_Excerpt_
Doxygen Style Guide

We write all the API documentation with Doxygen. The add.h and add.cpp are reference implementations of the style guide.

Language and Locale

  • Documentation should be in English.
  • All dates are YYYY-MM-DD.
  • We strongly discourage the use of Unicode symbols.
    • Symbols inside TeX math modes are fine.
  • Numbers which are return values should not be in math mode.
  • We use snake_case for the variables and functions.
  • Use . at the end of each list item
  • When adding in-text references, any style (APA, MLA, Chicago, IEEE, etc.) is allowed.
    • It is a good practice to add to the relevant .bib file in the repository.


  • Doxygen markup is preferred for single words.
    • @a for italics (parameters).
    • @b for bold (single emphasis).
    • @c for monospace (for file names / code symbols).
  • For multiple words, we use the markdown syntax.
  • Never use HTML.


// Do
//!< @note
//!< \note
  • We use //!< for inline documentation (see above) so keep the caveats in mind from the Doxygen manual.

_Work to complete_
[1] In the Doxygen style guide, rewrite the passage from "Language and Locale" to "in the repository.", replacing "snake_case" with "camelCase".
[2] According to the Doxygen style guide, why should writers keep the caveats from the Doxygen manual in mind?

_Raw data_
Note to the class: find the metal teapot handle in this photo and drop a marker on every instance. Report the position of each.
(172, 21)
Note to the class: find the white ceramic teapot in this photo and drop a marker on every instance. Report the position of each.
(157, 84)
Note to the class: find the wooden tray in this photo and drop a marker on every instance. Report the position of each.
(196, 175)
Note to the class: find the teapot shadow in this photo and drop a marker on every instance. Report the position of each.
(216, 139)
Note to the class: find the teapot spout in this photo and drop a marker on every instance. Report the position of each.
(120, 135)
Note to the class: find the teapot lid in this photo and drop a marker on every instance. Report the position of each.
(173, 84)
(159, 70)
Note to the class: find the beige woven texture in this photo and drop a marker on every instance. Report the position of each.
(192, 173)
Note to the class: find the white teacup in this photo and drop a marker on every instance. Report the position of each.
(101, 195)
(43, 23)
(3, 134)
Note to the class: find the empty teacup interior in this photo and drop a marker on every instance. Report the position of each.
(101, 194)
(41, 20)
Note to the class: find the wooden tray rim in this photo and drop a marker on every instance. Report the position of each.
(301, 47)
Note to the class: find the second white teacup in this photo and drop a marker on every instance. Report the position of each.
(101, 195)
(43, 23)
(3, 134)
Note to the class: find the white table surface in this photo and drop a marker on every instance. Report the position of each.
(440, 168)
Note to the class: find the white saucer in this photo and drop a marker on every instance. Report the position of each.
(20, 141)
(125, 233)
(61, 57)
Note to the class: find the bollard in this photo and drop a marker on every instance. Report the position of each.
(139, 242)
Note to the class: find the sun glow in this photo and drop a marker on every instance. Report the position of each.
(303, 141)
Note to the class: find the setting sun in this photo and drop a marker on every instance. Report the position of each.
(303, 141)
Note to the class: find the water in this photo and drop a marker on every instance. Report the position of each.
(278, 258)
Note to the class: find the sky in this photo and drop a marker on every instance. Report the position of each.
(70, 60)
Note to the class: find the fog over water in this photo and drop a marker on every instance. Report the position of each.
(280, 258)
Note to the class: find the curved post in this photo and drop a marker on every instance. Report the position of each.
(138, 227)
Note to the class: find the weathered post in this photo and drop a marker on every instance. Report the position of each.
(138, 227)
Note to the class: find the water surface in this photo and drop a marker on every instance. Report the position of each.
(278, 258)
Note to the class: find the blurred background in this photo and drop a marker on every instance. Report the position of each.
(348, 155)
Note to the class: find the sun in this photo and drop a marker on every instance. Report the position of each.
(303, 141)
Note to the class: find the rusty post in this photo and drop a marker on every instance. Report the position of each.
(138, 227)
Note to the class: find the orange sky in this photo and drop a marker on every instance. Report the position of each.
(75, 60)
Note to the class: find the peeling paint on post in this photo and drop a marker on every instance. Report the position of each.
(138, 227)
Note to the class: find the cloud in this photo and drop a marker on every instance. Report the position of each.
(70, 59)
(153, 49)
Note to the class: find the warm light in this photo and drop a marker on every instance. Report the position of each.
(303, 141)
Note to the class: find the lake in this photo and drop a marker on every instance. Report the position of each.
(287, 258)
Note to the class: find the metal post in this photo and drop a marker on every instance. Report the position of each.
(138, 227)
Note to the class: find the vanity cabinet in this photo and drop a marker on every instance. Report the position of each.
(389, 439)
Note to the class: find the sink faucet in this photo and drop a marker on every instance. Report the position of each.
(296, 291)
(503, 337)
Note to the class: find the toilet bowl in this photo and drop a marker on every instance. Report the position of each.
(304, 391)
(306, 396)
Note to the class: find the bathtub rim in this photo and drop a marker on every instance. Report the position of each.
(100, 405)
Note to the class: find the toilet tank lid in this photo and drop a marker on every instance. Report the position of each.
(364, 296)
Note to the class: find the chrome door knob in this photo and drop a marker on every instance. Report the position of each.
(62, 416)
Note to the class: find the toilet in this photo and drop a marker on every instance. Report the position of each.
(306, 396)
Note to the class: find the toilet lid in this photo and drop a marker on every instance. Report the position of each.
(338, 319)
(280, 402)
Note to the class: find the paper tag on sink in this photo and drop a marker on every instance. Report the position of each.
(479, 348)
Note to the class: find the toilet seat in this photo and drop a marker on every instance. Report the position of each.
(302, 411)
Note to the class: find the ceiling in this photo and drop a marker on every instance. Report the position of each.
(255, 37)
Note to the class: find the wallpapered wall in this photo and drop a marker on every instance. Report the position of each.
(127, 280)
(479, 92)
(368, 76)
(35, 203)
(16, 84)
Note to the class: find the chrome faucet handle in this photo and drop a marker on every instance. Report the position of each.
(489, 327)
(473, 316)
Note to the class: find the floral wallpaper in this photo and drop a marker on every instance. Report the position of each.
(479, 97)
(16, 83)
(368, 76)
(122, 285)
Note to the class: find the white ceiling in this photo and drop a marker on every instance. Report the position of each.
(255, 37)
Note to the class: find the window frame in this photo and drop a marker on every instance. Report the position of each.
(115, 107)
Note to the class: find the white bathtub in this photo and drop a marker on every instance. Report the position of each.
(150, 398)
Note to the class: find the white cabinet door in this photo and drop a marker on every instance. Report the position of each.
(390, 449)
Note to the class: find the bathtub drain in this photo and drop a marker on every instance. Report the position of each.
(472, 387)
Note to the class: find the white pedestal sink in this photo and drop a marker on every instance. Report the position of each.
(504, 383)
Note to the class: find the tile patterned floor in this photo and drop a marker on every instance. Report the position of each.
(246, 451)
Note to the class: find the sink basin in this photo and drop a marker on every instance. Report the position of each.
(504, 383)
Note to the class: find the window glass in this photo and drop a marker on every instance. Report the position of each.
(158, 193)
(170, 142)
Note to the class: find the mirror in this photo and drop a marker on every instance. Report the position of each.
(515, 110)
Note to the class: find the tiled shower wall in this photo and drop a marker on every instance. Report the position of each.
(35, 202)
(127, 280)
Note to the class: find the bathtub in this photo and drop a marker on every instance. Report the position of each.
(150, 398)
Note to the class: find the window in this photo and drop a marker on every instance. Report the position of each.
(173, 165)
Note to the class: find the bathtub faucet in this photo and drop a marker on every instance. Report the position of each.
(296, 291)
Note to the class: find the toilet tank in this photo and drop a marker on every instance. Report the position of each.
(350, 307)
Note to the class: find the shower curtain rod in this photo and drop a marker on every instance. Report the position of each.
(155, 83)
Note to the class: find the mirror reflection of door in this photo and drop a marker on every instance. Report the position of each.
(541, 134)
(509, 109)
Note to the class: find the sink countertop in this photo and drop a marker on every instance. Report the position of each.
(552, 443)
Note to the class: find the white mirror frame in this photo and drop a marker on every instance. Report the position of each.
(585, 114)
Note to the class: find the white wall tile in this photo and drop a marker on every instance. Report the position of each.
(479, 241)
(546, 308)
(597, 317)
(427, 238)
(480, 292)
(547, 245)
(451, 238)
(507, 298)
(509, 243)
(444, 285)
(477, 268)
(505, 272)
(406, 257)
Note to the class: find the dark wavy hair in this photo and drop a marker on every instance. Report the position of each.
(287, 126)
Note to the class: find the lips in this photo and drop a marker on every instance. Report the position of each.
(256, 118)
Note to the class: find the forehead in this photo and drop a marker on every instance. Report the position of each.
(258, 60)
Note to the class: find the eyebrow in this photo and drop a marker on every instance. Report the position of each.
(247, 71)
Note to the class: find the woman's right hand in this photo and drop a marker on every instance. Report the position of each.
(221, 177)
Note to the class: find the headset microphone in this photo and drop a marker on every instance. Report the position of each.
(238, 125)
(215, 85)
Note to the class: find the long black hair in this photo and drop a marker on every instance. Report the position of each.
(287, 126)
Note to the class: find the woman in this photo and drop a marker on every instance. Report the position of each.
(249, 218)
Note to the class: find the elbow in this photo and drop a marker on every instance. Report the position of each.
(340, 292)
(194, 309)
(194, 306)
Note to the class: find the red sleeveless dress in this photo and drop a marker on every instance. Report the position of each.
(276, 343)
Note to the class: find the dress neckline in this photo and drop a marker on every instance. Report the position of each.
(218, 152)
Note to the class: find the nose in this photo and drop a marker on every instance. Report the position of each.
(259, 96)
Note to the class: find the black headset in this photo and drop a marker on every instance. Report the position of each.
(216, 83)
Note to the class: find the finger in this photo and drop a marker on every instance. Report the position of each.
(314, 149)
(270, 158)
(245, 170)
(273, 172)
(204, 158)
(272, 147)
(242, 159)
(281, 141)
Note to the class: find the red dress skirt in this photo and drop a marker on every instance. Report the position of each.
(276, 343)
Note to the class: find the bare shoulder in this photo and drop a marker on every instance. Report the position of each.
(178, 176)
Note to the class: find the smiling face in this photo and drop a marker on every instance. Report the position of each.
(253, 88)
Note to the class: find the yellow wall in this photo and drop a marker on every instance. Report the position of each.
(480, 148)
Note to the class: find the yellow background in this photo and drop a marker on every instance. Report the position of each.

_Final results_
[1]
Language and Locale

  • Documentation should be in English.
  • All dates are YYYY-MM-DD.
  • We strongly discourage the use of Unicode symbols.
    • Symbols inside TeX math modes are fine.
  • Numbers which are return values should not be in math mode.
  • We use camelCase for the variables and functions.
  • Use . at the end of each list item
  • When adding in-text references, any style (APA, MLA, Chicago, IEEE, etc.) is allowed.
    • It is a good practice to add to the relevant .bib file in the repository.

[2] They should keep those caveats in mind because the guide uses //!< for inline documentation.